Exercício:
Renomeie "rough mask" para "approximate mask" em todos os registros a seguir e reproduza-os sem nenhuma outra alteração. Deixe as imagens de fora da resposta.

Registros a processar:
···

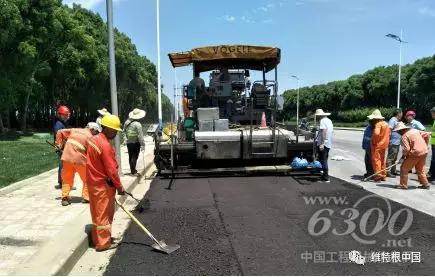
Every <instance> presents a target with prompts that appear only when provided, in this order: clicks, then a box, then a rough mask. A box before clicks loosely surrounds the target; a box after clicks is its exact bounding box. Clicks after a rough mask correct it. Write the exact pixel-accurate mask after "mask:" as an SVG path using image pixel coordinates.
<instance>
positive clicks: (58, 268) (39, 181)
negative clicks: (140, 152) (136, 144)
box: [0, 137, 154, 275]
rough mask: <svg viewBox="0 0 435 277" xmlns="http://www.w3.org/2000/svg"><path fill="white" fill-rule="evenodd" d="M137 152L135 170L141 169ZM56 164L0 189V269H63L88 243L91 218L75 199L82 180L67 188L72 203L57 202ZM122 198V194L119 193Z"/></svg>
mask: <svg viewBox="0 0 435 277" xmlns="http://www.w3.org/2000/svg"><path fill="white" fill-rule="evenodd" d="M146 145H147V147H146V149H145V150H146V155H145V163H146V168H150V167H151V166H152V165H153V159H152V157H153V150H154V144H153V142H152V138H150V137H147V138H146ZM142 155H143V153H141V155H140V156H139V159H138V165H137V168H138V171H139V172H140V173H143V172H145V171H146V168H145V167H144V165H143V159H142ZM121 164H122V172H123V174H126V173H129V171H130V169H129V165H128V154H127V149H126V147H122V148H121ZM139 179H140V178H138V177H135V176H129V175H124V176H122V177H121V181H122V183H123V185H124V187H125V188H126V190H132V189H133V188H134V186H135V185H136V184H137V183H138V182H139ZM56 184H57V170H56V169H55V170H50V171H48V172H45V173H43V174H40V175H38V176H35V177H32V178H29V179H26V180H23V181H20V182H19V183H18V184H16V185H15V184H12V185H11V188H15V189H16V190H14V191H11V188H8V187H7V188H6V189H5V190H1V191H0V275H16V274H18V275H59V274H60V275H64V274H67V273H68V271H69V270H70V269H71V268H72V267H73V266H74V264H75V262H76V261H77V260H78V259H79V258H80V256H81V255H82V254H83V253H84V252H85V251H86V249H87V248H88V245H89V243H88V237H87V234H86V232H85V227H86V228H87V229H88V228H89V227H90V226H91V225H90V224H91V223H92V221H91V218H90V212H89V205H88V204H82V203H81V197H80V196H81V190H82V183H81V181H80V179H79V178H78V176H76V179H75V184H76V185H75V186H76V188H77V190H73V191H72V193H71V196H72V204H71V205H70V206H67V207H62V206H61V205H60V193H61V191H60V190H56V189H54V185H56ZM121 200H122V201H125V200H126V197H122V198H121Z"/></svg>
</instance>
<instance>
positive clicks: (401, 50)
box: [397, 30, 403, 108]
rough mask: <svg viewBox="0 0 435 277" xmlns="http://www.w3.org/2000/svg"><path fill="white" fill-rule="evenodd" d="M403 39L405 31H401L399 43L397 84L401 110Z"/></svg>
mask: <svg viewBox="0 0 435 277" xmlns="http://www.w3.org/2000/svg"><path fill="white" fill-rule="evenodd" d="M402 38H403V30H400V41H399V45H400V46H399V80H398V83H397V108H400V81H401V80H402V79H401V76H402V41H403V40H402Z"/></svg>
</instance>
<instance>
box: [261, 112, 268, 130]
mask: <svg viewBox="0 0 435 277" xmlns="http://www.w3.org/2000/svg"><path fill="white" fill-rule="evenodd" d="M260 127H261V128H267V124H266V113H265V112H263V114H262V115H261V125H260Z"/></svg>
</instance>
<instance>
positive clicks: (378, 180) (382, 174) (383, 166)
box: [372, 148, 387, 181]
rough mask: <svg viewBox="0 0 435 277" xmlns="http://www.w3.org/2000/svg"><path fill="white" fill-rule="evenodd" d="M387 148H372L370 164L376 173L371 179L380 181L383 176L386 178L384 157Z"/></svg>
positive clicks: (373, 170)
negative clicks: (379, 172) (370, 160)
mask: <svg viewBox="0 0 435 277" xmlns="http://www.w3.org/2000/svg"><path fill="white" fill-rule="evenodd" d="M386 151H387V149H376V148H375V149H372V166H373V171H374V173H376V172H380V173H378V174H377V175H376V176H375V177H374V178H373V179H374V180H375V181H381V180H383V179H385V178H387V171H386V170H385V168H386V162H387V161H386V159H385V153H386Z"/></svg>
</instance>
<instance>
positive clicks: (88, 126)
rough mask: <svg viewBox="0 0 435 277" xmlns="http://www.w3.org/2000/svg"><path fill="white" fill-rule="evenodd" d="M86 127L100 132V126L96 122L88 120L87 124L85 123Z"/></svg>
mask: <svg viewBox="0 0 435 277" xmlns="http://www.w3.org/2000/svg"><path fill="white" fill-rule="evenodd" d="M86 128H88V129H93V130H96V131H98V132H101V126H100V125H99V124H98V123H96V122H88V125H86Z"/></svg>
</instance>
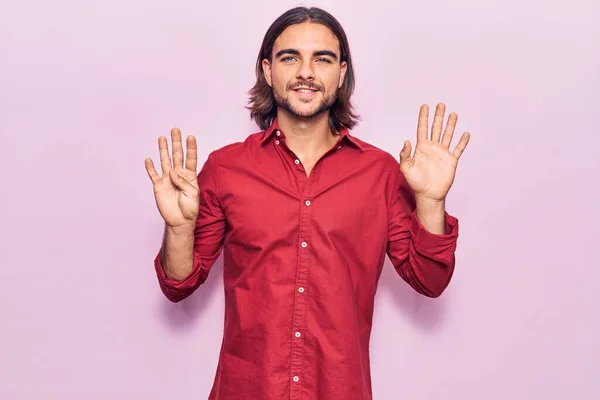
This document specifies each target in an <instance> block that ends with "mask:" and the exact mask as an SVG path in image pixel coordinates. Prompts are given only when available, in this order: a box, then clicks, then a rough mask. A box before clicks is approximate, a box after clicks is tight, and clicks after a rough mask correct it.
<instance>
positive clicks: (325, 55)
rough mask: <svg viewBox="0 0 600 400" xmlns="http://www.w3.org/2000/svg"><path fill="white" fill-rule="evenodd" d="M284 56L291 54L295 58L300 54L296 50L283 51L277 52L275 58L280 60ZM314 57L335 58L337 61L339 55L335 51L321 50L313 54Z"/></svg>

···

Resultado da tarefa:
Every <instance> presents a target with prompts that appear only when provided, in this order: clicks, then a box, then a approximate mask. A box before clicks loosely surrounds the target; a box after clicks is its exact bounding box. Clicks after a approximate mask correct it. Write the exact pixel-accurate mask after "mask:" as an SVG path using image pixel coordinates.
<instance>
positive clicks: (58, 268) (39, 181)
negative clicks: (140, 152) (136, 144)
box: [0, 137, 154, 275]
approximate mask: <svg viewBox="0 0 435 277" xmlns="http://www.w3.org/2000/svg"><path fill="white" fill-rule="evenodd" d="M137 152L135 170L141 169ZM56 164L0 189V269H63L88 243L91 218L75 199L82 180L67 188L72 203L57 202ZM122 198V194L119 193Z"/></svg>
mask: <svg viewBox="0 0 435 277" xmlns="http://www.w3.org/2000/svg"><path fill="white" fill-rule="evenodd" d="M146 145H147V147H146V149H145V150H146V155H145V163H146V168H150V167H151V166H152V165H153V159H152V157H153V150H154V144H153V142H152V138H150V137H147V138H146ZM142 155H143V153H141V155H140V156H139V159H138V165H137V168H138V171H139V172H140V173H143V172H145V171H146V168H145V167H144V165H143V159H142ZM121 164H122V172H123V174H126V173H129V171H130V169H129V165H128V154H127V149H126V147H122V148H121ZM139 179H140V178H138V177H135V176H129V175H124V176H122V177H121V181H122V183H123V185H124V187H125V188H126V190H132V189H133V188H134V186H135V185H136V184H137V183H138V182H139ZM56 184H57V170H56V169H55V170H50V171H48V172H45V173H43V174H40V175H38V176H35V177H32V178H29V179H26V180H23V181H20V182H19V183H18V184H16V185H15V184H12V185H11V188H15V189H16V190H14V191H11V188H8V187H7V188H6V189H5V190H1V191H0V275H16V274H18V275H59V274H60V275H64V274H67V273H68V271H69V270H70V269H71V268H72V267H73V266H74V264H75V262H76V261H77V260H78V259H79V258H80V256H81V255H82V254H83V253H84V252H85V251H86V249H87V248H88V245H89V243H88V237H87V234H86V232H85V227H86V228H87V229H88V228H89V227H90V226H91V225H90V224H91V223H92V221H91V218H90V212H89V205H88V204H82V203H81V197H80V196H81V190H82V183H81V181H80V179H79V178H78V176H76V179H75V184H76V185H75V186H76V188H77V190H73V191H72V193H71V196H72V204H71V205H70V206H67V207H62V206H61V205H60V193H61V191H60V190H56V189H54V185H56ZM121 200H122V201H125V200H126V197H122V198H121Z"/></svg>
</instance>
<instance>
positive clicks: (401, 50)
box: [397, 30, 403, 108]
approximate mask: <svg viewBox="0 0 435 277" xmlns="http://www.w3.org/2000/svg"><path fill="white" fill-rule="evenodd" d="M403 39L405 31H401L399 43L397 84L401 110Z"/></svg>
mask: <svg viewBox="0 0 435 277" xmlns="http://www.w3.org/2000/svg"><path fill="white" fill-rule="evenodd" d="M402 38H403V30H400V41H399V45H400V46H399V80H398V83H397V108H400V81H401V80H402V79H401V76H402V41H403V40H402Z"/></svg>
</instance>
<instance>
box: [261, 112, 268, 130]
mask: <svg viewBox="0 0 435 277" xmlns="http://www.w3.org/2000/svg"><path fill="white" fill-rule="evenodd" d="M260 127H261V128H267V124H266V113H265V112H263V114H262V115H261V125H260Z"/></svg>
</instance>
<instance>
positive clicks: (378, 180) (382, 174) (383, 166)
box: [372, 148, 387, 181]
approximate mask: <svg viewBox="0 0 435 277" xmlns="http://www.w3.org/2000/svg"><path fill="white" fill-rule="evenodd" d="M387 148H372L370 164L376 173L371 179L380 181L383 176L386 178L384 157Z"/></svg>
positive clicks: (373, 170)
negative clicks: (379, 172) (370, 160)
mask: <svg viewBox="0 0 435 277" xmlns="http://www.w3.org/2000/svg"><path fill="white" fill-rule="evenodd" d="M386 151H387V149H376V148H375V149H372V166H373V171H374V173H376V172H380V173H378V174H377V175H376V176H375V177H374V178H373V179H374V180H375V181H381V180H383V179H385V178H387V171H386V170H385V168H386V162H387V161H386V159H385V153H386Z"/></svg>
</instance>
<instance>
positive clicks: (88, 126)
approximate mask: <svg viewBox="0 0 435 277" xmlns="http://www.w3.org/2000/svg"><path fill="white" fill-rule="evenodd" d="M86 127L100 132V126L96 122L88 120L87 124L85 123Z"/></svg>
mask: <svg viewBox="0 0 435 277" xmlns="http://www.w3.org/2000/svg"><path fill="white" fill-rule="evenodd" d="M86 128H88V129H93V130H96V131H98V132H101V126H100V125H99V124H98V123H96V122H88V125H86Z"/></svg>
</instance>
This document specifies each target in an <instance> block that ends with "mask:" and the exact mask as an SVG path in image pixel coordinates. Prompts are given only when available, in this order: a box, then clicks, then a approximate mask. A box before clicks is approximate, a box after clicks is tight, and clicks after a approximate mask correct it.
<instance>
positive clicks: (325, 55)
approximate mask: <svg viewBox="0 0 600 400" xmlns="http://www.w3.org/2000/svg"><path fill="white" fill-rule="evenodd" d="M284 56L291 54L295 58L300 54L296 50L283 51L277 52L275 58L280 60ZM314 57L335 58L337 61L339 55L335 51L321 50L313 54Z"/></svg>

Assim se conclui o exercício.